[TASK BRIEF]
Below are some records; write them all out again exactly.

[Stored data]
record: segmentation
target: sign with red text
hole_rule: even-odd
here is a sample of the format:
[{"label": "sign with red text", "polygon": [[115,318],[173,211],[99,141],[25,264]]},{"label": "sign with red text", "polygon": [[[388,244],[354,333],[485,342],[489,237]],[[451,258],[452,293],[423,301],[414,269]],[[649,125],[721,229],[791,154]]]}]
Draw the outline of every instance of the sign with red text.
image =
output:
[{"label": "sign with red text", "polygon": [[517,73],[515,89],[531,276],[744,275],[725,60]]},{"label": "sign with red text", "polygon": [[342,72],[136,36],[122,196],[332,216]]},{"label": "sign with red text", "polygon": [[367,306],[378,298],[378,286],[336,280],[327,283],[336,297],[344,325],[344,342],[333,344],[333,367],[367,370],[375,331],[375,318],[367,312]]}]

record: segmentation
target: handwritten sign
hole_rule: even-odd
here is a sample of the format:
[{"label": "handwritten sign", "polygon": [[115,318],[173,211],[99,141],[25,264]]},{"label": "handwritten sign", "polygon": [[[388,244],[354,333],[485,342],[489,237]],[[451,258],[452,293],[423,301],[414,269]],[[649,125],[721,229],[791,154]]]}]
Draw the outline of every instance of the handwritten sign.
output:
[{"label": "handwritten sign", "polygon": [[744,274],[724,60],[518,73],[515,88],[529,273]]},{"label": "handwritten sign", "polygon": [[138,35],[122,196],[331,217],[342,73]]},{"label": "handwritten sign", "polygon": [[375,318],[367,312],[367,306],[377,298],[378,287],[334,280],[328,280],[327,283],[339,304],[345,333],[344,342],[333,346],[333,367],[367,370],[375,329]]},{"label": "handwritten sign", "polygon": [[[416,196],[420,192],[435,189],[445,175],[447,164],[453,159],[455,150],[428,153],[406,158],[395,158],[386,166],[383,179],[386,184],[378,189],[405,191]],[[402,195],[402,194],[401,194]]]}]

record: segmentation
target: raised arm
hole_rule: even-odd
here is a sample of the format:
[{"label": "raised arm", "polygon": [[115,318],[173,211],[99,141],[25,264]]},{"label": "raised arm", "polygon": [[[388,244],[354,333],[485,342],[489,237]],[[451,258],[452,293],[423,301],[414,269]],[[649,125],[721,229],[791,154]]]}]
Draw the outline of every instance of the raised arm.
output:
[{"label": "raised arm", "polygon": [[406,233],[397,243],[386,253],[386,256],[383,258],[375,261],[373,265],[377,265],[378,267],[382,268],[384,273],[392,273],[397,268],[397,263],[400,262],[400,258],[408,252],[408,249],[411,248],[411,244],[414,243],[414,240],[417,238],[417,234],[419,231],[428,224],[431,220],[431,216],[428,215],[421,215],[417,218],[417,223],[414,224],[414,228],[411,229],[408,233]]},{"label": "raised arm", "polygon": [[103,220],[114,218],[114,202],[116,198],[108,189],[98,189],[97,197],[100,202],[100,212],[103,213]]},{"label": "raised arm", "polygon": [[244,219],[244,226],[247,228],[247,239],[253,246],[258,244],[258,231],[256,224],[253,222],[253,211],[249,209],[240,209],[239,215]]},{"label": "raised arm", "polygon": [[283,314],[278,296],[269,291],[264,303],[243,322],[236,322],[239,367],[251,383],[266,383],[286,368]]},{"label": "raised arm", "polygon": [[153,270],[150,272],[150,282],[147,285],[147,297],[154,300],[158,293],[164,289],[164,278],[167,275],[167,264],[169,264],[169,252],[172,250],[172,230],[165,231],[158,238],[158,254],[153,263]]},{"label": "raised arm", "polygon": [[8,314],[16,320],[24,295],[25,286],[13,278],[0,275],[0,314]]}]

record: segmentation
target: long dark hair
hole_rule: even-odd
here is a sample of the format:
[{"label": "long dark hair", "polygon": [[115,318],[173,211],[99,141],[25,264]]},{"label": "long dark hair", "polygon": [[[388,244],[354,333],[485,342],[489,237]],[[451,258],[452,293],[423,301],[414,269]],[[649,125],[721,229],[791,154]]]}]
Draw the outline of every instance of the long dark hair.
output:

[SOLUTION FOR THIS EXERCISE]
record: segmentation
target: sign with red text
hole_rule: even-odd
here is a sample of the format:
[{"label": "sign with red text", "polygon": [[115,318],[173,211],[99,141],[25,264]]},{"label": "sign with red text", "polygon": [[[388,244],[354,333],[485,342],[489,237]],[[451,258],[452,293],[423,301],[414,269]],[[649,125],[721,229],[791,154]]]}]
Draw the outline of every instance of the sign with red text.
image =
output:
[{"label": "sign with red text", "polygon": [[517,73],[515,89],[531,276],[744,275],[725,60]]},{"label": "sign with red text", "polygon": [[342,72],[136,36],[122,196],[332,216]]},{"label": "sign with red text", "polygon": [[367,306],[378,298],[378,286],[336,280],[327,283],[336,297],[344,325],[344,342],[333,344],[333,367],[367,370],[375,331],[375,318],[367,312]]}]

record: segmentation
target: handwritten sign
hole_rule: even-odd
here is a sample of the format:
[{"label": "handwritten sign", "polygon": [[115,318],[173,211],[99,141],[25,264]]},{"label": "handwritten sign", "polygon": [[[388,244],[354,333],[485,342],[489,237]],[[451,258],[452,293],[423,301],[414,269]],[[649,125],[721,229],[791,154]]]}]
Draw the outline of every instance of the handwritten sign.
output:
[{"label": "handwritten sign", "polygon": [[744,274],[724,60],[518,73],[515,88],[529,273]]},{"label": "handwritten sign", "polygon": [[138,35],[122,196],[331,217],[342,73]]},{"label": "handwritten sign", "polygon": [[375,318],[367,312],[367,306],[377,298],[378,287],[334,280],[328,280],[327,283],[339,304],[345,333],[344,342],[333,346],[333,367],[367,370],[375,329]]},{"label": "handwritten sign", "polygon": [[[416,196],[420,192],[435,189],[445,175],[447,164],[453,159],[455,150],[428,153],[406,158],[395,158],[386,166],[383,179],[386,184],[378,189],[405,191]],[[402,195],[402,194],[401,194]]]}]

record: segmentation
target: raised arm
hole_rule: even-odd
here is a sample of the format:
[{"label": "raised arm", "polygon": [[115,318],[173,211],[99,141],[25,264]]},{"label": "raised arm", "polygon": [[[388,244],[354,333],[485,342],[489,237]],[[451,258],[452,293],[423,301],[414,269]],[[649,125],[721,229],[791,154]]]}]
Draw the outline of every instance of the raised arm.
output:
[{"label": "raised arm", "polygon": [[406,233],[397,243],[386,253],[386,256],[383,258],[375,261],[373,265],[377,265],[378,267],[382,268],[384,273],[392,273],[397,268],[397,263],[400,262],[400,258],[408,252],[408,249],[411,248],[411,244],[414,243],[414,240],[417,238],[417,234],[419,231],[428,224],[431,220],[431,216],[428,215],[421,215],[417,218],[417,223],[414,224],[414,228],[411,229],[408,233]]},{"label": "raised arm", "polygon": [[103,220],[114,218],[114,202],[116,198],[108,189],[98,189],[97,197],[100,202],[100,212],[103,213]]},{"label": "raised arm", "polygon": [[244,219],[244,226],[247,228],[247,239],[253,246],[258,244],[258,231],[256,224],[253,222],[253,211],[249,209],[240,209],[239,215]]},{"label": "raised arm", "polygon": [[283,314],[278,296],[269,291],[264,303],[243,322],[236,322],[239,367],[251,383],[266,383],[286,368]]},{"label": "raised arm", "polygon": [[153,270],[150,272],[150,282],[147,285],[147,297],[154,300],[158,293],[164,289],[164,278],[167,275],[167,264],[169,264],[169,252],[172,250],[172,230],[165,231],[158,238],[158,254],[153,263]]},{"label": "raised arm", "polygon": [[8,314],[16,320],[24,295],[25,286],[13,278],[0,275],[0,314]]}]

record: segmentation
target: long dark hair
hole_rule: even-odd
here is a sample of the format:
[{"label": "long dark hair", "polygon": [[115,318],[173,211],[99,141],[25,264]]},{"label": "long dark hair", "polygon": [[[388,244],[354,333],[485,342],[489,237]],[[451,258],[452,293],[423,301],[414,269]],[[649,125],[721,229],[791,154]]]}]
Draw the outline of every instance of the long dark hair.
output:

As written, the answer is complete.